::: DATA EXCERPTS

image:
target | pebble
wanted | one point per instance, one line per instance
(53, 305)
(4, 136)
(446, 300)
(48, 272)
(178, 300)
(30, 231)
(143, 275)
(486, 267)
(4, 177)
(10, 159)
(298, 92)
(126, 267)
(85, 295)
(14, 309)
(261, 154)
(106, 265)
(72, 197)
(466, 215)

::::::

EXERCISE REQUIREMENTS. All of the data above is to be given again, word for word.

OUTPUT FOR THIS EXERCISE.
image:
target | pebble
wanted | one point per instance, one line per instance
(53, 305)
(4, 136)
(446, 300)
(48, 272)
(178, 300)
(30, 231)
(143, 275)
(486, 267)
(4, 177)
(10, 159)
(298, 92)
(126, 267)
(85, 295)
(14, 309)
(261, 154)
(106, 265)
(72, 197)
(466, 215)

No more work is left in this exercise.